=== Directive ===
Output the line containing "Can you find the white" and all subsequent lines of the listing below, copied exactly, with no other lines.

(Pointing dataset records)
'''
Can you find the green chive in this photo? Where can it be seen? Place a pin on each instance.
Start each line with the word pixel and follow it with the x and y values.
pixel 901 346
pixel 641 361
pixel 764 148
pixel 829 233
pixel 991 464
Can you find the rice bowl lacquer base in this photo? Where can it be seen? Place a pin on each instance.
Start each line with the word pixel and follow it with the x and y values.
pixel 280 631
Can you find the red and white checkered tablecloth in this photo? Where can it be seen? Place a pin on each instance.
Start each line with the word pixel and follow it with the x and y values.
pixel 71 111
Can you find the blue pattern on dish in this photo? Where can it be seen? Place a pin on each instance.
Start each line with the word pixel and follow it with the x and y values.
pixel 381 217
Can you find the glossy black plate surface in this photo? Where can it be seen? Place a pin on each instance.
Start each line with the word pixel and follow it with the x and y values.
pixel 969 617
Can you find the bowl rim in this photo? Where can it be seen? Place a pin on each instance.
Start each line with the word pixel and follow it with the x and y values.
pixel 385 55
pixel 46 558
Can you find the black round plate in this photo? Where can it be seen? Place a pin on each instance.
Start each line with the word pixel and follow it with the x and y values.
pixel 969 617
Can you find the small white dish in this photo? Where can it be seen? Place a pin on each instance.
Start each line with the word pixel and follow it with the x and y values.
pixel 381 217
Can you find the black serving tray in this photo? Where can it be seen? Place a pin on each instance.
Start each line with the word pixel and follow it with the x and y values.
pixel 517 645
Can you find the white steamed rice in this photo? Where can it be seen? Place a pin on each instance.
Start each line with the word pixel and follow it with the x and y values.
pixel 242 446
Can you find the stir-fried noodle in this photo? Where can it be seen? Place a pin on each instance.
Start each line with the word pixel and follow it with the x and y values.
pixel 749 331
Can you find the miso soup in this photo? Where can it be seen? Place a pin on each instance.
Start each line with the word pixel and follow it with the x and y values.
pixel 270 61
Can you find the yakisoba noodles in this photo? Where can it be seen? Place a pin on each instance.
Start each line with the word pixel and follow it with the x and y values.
'''
=== Full solution ===
Can you find the white steamed rice in this photo? Where can it be seen? Place a pin on each instance.
Start each line with the word pixel and follow it with the x and y values.
pixel 242 446
Can you find the stir-fried noodle in this photo? Where can it be seen? Place a pin on each instance.
Start each line with the word pixel and follow it with the x and y values.
pixel 749 331
Can you find the miso soup in this photo? Where can it be seen? Place a pin on each instance.
Start each line with the word pixel and follow it with the x and y values.
pixel 270 61
Can you find the yakisoba noodles in this photo? Where can it be seen? Place a pin on each instance.
Start each line with the word pixel and follow it with the x and y values.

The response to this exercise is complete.